▶ Given text
________

These compensatory effects are often the result of new connections from proteins within the cell. These are established in order to elude the effects that the drug is intended to have. Cancer cells have a finite capacity for the number of connections proteins within a single cell can that can be created, as discovered by Joshi et al. The paper explained that tumors can be pushed into this state with maximal protein connections. When in this state cancer cells cannot activate alternative pathways. This in turn forces cancer cells into a state where they are highly vulnerable to therapy due to having no alternative path to escape the treatment.
How Cellular Traffic Jams work?
To put the idea into perspective, when observing our road infrastructure, we recognize that there are a fixed number of roads. This means that in the instance of a traffic jam occurring on a major roadway, automobiles are going to be required to seek alternate routes but when all alternatives are blocked as well, vehicles will now have not substitute routing and will therefore be forced into a standstill when they realise that rerouting is impossible. For motorists this scenario is one of dread but for the treatment of cancer, it is great in terms of applying therapeutics. This means that cellular traffic jams, in terms of cancer treatment, can be created pharmacologically with drugs that are now in-clinic.
Most pancreatic cancer cells are notorious for having common activating defects in the KRAS gene which leads to uncontrolled tumor cell proliferation and survival. This results in drugs such as Pimasertib, Trametinib, Apitolisib and Torkinib which target the genetic defect to prove ineffective in treatment of pancreatic cancer and have as a result failed as a single agent in this setting. Nevertheless, when pancreatic tumor cells were forced into a cellular traffic jam via the use of the drug PU-H71 (Zelavespib), they became responsive to the drugs used for their treatment.
Joshi et al. has shown that around 60% of all tumors studied, regardless of their origin or type, are responsive to the traffic jam approach. This provides a new approach to the treatment of cancer that is based on the properties of cellular networks as opposed to relying on genetics or epigenetic defects. The shift in treatment could set a new precedent for future therapeutic advances in cancer as well as in non-cancerous diseases, to improve the efficacy of pre-existing drugs by utilizing cellular networks.
Tumors that are responsive to cellular traffic jam treatment can be detected via PU-PET scanning, which has already been verified and credentialed in-clinic. This means that patients may be selected for the treatment based on whether or not they test positive on the PU-PET scan, which successfully acts as a type of personalized medicine that is becoming renowned in clinical therapeutics.
Final Thoughts
Traffic jams may be your everyday PET peeve, and cancer cells feel the exact same way. With this approach to fighting off cancerous cells, pre-existing medications that once showed ineffective due to resistance now have the ability to perform their intended task. By forcing cancer cells into a corner with no alternative route they become drug sensitive and easier to treat. Which just goes to show that some traffic jams may actually be beneficial to your health and aid in lifesaving treatment.

________

▶ Information supplied
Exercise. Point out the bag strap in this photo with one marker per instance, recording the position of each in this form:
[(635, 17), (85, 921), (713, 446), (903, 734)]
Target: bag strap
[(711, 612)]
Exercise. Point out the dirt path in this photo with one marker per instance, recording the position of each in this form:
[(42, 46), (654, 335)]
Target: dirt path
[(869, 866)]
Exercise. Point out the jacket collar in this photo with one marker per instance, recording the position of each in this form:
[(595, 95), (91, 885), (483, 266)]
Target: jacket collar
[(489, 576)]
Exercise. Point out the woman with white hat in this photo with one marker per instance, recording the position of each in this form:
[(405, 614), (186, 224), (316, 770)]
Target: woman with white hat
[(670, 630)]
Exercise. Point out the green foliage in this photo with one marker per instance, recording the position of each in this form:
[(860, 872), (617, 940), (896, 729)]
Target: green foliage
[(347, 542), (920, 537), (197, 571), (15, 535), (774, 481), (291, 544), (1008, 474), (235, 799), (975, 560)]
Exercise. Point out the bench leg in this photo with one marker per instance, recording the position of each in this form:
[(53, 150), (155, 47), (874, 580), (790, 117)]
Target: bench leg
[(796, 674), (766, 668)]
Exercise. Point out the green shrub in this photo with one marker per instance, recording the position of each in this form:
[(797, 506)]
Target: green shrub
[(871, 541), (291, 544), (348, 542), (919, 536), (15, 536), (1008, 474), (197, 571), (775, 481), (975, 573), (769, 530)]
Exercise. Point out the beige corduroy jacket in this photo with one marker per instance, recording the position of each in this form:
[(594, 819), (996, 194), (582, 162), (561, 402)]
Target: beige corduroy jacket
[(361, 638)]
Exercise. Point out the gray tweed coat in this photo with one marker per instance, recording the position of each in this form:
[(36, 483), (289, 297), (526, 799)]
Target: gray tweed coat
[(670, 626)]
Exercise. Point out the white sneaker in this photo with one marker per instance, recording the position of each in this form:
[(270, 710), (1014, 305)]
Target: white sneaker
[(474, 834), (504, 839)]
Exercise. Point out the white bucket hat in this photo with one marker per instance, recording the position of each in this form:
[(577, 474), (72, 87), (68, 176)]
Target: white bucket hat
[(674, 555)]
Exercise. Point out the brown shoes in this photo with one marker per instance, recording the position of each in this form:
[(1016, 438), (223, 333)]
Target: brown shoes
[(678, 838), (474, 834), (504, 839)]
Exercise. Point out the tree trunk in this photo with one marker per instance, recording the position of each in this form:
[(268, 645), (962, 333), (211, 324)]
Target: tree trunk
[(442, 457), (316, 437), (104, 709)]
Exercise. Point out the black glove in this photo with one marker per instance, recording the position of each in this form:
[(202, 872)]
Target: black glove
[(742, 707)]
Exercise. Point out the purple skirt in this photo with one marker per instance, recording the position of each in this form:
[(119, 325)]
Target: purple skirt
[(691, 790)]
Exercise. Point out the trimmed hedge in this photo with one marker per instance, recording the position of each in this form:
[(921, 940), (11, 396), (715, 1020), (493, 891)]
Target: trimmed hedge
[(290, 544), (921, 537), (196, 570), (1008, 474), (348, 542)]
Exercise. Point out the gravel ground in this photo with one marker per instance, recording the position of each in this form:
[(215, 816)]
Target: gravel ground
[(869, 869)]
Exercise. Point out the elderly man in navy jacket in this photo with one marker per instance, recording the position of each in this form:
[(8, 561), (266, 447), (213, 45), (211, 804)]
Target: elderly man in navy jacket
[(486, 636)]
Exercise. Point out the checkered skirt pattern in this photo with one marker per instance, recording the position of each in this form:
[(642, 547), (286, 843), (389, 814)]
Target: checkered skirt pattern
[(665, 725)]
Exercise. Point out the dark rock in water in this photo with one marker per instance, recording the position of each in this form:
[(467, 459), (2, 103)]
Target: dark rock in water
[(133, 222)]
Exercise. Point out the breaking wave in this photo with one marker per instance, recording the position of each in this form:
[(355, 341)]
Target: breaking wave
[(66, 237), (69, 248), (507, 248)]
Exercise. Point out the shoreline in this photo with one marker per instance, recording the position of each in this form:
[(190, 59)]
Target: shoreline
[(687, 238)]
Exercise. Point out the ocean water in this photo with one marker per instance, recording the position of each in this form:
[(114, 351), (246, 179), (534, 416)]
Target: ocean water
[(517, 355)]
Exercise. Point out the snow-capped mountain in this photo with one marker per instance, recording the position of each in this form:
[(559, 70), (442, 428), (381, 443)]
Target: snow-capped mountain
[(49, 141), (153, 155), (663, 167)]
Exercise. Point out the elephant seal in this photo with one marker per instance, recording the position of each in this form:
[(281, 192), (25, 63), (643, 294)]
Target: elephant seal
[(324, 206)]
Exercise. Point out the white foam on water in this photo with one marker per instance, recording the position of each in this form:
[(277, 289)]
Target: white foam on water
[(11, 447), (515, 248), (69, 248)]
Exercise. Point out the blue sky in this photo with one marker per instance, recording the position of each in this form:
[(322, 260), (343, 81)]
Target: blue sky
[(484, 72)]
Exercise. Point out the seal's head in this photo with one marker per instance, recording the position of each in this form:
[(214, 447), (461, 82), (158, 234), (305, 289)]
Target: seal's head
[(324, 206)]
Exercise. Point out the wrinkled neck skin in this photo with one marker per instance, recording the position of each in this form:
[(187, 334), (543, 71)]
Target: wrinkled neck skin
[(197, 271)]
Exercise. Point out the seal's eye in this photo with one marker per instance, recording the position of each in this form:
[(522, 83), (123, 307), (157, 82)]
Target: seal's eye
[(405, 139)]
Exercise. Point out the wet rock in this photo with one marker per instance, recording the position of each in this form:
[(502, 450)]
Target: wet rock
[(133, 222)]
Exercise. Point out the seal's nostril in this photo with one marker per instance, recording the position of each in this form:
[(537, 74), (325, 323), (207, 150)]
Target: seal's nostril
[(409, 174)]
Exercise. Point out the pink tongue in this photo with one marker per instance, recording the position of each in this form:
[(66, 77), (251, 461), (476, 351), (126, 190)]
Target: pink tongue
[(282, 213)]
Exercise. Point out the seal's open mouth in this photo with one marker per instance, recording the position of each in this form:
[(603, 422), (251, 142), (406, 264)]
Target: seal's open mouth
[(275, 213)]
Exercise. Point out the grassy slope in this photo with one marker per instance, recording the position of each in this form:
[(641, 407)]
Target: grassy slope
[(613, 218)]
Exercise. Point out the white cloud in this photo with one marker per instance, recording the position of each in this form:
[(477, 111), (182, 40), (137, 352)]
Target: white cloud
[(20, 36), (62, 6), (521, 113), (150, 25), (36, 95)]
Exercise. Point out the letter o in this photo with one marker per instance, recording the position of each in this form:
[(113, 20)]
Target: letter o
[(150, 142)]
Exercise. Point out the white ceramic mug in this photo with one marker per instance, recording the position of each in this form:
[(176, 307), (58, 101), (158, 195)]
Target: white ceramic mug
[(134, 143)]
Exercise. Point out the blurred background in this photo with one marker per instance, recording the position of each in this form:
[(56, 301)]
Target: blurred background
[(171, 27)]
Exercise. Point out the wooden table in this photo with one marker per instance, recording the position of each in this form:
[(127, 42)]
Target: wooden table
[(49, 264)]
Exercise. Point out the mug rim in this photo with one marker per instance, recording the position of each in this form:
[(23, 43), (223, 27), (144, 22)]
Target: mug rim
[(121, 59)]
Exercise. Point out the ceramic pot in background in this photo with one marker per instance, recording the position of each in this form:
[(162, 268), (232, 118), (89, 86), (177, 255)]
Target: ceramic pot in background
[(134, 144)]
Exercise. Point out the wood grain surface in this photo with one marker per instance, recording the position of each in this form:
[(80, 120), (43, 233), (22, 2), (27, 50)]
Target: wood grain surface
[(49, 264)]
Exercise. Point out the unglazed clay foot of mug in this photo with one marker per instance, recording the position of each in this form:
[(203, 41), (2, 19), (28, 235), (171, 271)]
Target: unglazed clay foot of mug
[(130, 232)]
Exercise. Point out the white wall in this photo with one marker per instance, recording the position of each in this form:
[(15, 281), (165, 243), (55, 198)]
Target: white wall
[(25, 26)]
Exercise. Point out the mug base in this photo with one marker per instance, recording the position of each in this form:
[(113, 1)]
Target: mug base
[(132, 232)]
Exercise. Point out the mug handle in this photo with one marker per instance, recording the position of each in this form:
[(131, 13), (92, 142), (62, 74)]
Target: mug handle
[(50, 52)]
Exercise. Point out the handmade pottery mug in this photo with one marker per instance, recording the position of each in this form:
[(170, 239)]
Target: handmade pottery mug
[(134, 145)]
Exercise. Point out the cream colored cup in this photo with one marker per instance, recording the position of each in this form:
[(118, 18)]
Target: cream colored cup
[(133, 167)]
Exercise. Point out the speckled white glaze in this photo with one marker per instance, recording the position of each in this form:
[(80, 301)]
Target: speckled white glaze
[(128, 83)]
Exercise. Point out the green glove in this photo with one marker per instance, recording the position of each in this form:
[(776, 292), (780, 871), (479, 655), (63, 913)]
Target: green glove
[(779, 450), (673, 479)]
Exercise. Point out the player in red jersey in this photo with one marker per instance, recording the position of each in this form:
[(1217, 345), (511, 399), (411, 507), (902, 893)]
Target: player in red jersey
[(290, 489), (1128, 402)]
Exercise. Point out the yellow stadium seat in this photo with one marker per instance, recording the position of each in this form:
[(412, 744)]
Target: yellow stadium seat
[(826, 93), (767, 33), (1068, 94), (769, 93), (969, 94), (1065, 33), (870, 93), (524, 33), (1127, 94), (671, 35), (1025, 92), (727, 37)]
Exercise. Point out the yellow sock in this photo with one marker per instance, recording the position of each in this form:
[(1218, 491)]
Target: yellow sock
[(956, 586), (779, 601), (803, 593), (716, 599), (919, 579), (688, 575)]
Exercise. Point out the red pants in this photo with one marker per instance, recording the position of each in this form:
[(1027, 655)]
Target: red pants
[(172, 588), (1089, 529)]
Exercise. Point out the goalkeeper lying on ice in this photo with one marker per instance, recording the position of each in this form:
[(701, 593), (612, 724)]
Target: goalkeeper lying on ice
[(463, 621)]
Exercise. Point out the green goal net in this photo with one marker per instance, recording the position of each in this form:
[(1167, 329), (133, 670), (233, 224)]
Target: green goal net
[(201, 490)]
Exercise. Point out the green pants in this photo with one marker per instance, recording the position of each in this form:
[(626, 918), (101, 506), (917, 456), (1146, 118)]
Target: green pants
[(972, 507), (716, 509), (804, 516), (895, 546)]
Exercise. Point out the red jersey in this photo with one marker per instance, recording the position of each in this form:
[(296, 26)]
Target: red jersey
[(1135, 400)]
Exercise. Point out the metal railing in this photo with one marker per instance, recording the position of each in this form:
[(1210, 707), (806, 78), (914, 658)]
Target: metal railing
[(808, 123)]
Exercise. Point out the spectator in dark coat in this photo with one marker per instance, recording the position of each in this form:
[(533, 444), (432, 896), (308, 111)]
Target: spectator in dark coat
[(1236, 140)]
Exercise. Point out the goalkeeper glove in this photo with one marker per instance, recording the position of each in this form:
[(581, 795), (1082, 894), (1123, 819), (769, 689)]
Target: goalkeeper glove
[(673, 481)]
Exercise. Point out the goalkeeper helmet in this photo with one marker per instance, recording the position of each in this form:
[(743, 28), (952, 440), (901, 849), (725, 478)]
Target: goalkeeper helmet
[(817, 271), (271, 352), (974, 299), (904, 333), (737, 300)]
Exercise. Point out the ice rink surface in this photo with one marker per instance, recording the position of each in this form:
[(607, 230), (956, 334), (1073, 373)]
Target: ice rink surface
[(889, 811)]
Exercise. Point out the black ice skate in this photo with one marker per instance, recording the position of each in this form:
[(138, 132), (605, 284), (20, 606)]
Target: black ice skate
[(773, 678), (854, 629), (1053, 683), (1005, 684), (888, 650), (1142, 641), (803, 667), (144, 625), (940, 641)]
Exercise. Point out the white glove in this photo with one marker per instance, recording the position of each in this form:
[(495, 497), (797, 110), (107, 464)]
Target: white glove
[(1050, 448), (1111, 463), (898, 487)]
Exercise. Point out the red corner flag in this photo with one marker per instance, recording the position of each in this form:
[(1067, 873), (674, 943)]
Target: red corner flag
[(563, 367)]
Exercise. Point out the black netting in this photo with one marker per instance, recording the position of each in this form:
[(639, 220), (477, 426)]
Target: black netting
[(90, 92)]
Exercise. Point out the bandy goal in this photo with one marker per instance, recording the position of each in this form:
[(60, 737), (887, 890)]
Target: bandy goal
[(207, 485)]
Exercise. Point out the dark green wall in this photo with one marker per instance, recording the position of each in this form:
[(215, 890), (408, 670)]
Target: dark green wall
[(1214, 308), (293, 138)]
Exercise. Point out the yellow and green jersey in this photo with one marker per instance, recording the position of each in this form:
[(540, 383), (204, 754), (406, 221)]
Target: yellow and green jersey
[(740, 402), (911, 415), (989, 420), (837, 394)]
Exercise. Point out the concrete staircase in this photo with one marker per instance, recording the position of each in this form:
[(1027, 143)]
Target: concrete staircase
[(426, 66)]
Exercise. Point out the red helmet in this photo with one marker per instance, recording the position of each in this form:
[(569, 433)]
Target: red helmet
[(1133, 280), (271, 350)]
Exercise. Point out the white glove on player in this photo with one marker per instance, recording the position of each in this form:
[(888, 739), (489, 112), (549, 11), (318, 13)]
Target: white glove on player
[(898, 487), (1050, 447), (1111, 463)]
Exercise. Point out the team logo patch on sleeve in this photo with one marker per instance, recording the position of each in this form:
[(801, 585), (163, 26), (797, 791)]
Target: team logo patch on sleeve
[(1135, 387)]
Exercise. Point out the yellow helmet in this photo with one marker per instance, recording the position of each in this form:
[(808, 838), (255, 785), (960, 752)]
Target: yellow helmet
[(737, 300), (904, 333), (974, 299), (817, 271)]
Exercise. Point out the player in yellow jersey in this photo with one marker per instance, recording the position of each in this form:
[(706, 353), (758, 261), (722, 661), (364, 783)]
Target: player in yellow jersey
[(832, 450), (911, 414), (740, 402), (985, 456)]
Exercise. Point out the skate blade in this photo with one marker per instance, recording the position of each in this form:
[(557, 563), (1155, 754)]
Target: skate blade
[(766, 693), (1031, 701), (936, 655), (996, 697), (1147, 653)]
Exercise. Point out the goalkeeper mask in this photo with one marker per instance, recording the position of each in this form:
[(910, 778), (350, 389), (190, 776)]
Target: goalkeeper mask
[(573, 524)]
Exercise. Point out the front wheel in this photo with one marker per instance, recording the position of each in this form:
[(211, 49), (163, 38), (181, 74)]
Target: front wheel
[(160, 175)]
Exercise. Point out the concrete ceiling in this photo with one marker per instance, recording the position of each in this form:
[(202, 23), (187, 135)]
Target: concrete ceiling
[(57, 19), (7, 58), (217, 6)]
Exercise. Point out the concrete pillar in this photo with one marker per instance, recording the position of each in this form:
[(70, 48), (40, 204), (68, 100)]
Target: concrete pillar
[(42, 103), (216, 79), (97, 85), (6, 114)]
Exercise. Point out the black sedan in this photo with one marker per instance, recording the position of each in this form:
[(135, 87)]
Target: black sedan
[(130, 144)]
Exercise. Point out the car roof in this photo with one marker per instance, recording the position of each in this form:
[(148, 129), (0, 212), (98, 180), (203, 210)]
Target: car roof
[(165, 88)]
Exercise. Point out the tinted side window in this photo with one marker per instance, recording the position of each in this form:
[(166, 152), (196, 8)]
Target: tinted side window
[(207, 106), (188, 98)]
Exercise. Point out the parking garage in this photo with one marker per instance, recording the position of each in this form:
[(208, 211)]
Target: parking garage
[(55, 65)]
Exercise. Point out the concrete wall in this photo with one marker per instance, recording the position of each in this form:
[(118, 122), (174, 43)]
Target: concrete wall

________

▶ Task to complete
Answer these from the text on cellular traffic jams in cancer treatment:
(a) Which drug was used to force pancreatic tumor cells into a cellular traffic jam?
(b) About what share of the tumors studied by Joshi et al. responded to the traffic jam approach?
(c) What kind of scan can detect tumors that respond to this treatment?

▶ Solution for this exercise
(a) PU-H71 (Zelavespib)
(b) Around 60%
(c) PU-PET scanning